» **Task material**:
::::::::

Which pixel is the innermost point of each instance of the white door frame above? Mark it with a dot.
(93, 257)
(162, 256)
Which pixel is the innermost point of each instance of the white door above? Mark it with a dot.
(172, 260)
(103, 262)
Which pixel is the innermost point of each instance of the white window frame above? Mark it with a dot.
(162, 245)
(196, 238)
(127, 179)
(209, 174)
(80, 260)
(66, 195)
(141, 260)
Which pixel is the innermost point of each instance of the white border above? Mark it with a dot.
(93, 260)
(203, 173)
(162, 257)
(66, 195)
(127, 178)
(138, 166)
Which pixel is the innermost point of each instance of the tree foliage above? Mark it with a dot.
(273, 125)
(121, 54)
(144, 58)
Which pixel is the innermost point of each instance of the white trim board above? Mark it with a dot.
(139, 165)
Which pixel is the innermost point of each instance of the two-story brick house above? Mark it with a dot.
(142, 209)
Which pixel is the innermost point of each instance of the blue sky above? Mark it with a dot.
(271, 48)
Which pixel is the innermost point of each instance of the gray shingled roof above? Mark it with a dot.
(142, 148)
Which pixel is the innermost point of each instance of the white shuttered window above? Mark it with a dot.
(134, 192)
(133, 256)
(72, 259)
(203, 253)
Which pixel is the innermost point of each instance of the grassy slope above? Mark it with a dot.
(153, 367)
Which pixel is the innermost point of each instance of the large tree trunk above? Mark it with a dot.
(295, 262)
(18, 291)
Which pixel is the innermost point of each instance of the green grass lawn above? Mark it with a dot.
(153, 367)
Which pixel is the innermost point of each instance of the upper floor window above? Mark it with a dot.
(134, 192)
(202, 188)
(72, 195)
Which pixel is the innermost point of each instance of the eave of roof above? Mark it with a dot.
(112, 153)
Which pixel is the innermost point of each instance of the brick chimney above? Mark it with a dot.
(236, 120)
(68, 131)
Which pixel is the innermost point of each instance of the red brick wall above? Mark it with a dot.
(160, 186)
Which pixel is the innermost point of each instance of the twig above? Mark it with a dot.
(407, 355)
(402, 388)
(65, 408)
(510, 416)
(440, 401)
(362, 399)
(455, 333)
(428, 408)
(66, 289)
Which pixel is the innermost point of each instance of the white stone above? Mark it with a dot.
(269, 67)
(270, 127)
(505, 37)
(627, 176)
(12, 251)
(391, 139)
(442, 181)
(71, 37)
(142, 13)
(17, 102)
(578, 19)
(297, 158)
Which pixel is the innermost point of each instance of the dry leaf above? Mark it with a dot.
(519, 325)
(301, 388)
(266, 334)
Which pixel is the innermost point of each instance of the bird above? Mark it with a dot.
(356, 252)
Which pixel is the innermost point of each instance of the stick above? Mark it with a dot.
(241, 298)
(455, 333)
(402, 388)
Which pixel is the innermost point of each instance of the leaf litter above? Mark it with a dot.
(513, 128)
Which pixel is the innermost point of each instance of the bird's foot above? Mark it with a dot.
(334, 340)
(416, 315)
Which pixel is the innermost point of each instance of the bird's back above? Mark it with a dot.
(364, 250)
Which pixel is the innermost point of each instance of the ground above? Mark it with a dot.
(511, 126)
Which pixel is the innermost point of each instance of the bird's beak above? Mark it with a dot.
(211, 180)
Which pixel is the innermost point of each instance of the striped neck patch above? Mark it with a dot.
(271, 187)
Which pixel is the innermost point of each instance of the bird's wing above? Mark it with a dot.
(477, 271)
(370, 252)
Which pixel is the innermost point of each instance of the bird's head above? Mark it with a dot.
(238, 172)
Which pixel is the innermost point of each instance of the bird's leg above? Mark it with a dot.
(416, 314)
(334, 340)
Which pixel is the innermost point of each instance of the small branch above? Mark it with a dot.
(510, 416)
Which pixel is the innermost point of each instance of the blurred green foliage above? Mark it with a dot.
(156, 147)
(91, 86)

::::::::

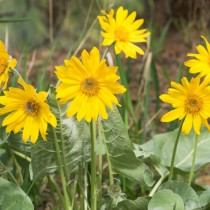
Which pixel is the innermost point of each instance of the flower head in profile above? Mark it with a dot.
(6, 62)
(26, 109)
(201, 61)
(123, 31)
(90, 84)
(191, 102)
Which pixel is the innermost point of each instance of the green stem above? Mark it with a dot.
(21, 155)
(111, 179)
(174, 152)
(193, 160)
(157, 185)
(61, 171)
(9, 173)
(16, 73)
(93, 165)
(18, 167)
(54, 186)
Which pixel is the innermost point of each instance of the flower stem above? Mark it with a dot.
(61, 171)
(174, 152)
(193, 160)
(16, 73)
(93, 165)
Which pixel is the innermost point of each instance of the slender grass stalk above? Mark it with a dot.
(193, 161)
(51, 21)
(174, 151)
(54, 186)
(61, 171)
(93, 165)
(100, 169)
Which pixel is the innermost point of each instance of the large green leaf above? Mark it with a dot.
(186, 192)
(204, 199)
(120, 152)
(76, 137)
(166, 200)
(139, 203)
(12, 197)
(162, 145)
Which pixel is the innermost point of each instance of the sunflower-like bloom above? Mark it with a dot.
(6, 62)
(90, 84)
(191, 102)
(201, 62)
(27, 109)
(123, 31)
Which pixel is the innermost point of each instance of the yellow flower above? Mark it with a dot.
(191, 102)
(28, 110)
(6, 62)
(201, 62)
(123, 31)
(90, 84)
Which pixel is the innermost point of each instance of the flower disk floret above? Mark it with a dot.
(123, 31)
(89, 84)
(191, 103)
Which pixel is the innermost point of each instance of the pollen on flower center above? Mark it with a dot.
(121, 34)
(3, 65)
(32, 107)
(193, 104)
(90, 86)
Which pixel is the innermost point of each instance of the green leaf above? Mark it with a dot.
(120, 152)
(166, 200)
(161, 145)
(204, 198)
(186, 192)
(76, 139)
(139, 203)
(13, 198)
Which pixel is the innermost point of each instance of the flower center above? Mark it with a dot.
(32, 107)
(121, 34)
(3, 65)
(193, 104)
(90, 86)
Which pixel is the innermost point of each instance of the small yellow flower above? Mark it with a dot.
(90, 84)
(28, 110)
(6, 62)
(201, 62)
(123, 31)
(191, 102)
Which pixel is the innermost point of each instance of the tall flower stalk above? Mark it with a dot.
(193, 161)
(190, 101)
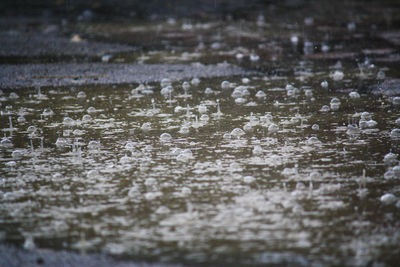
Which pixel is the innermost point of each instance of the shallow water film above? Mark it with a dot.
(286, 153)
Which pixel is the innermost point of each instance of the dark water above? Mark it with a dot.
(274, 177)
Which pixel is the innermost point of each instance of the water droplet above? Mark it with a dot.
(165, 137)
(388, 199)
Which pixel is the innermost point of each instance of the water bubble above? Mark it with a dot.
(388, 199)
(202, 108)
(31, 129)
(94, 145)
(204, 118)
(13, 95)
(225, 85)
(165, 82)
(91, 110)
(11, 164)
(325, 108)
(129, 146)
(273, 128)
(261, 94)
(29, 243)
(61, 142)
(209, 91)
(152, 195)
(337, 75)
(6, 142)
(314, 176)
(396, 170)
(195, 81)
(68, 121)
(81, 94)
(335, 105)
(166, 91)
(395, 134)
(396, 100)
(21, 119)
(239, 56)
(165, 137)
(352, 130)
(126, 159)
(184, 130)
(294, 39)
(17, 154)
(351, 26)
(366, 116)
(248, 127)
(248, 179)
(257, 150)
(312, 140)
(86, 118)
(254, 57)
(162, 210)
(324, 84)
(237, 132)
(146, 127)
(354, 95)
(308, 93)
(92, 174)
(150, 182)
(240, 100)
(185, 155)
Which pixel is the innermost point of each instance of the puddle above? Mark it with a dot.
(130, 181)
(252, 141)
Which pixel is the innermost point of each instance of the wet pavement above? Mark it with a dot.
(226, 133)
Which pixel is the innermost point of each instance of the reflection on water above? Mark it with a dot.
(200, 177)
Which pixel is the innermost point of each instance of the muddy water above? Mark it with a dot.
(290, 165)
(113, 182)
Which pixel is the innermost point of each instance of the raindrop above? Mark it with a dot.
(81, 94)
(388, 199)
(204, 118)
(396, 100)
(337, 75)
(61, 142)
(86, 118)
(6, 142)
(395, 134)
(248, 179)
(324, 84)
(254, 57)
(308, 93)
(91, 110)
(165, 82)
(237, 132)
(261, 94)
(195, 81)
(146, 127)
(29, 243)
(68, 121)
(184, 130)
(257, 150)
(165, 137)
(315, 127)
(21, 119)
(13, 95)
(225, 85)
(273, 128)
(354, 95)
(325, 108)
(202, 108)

::::::::

» **Work to complete**:
Identify every line in the entries above that contains the word "tree", and copy each of those lines in full.

» **Correct output**:
Which pixel is the innermost point of each instance of the tree foliage above? Mark it with a dot.
Which pixel is the innermost point of each instance of the large tree trunk above? Mark it with a dot.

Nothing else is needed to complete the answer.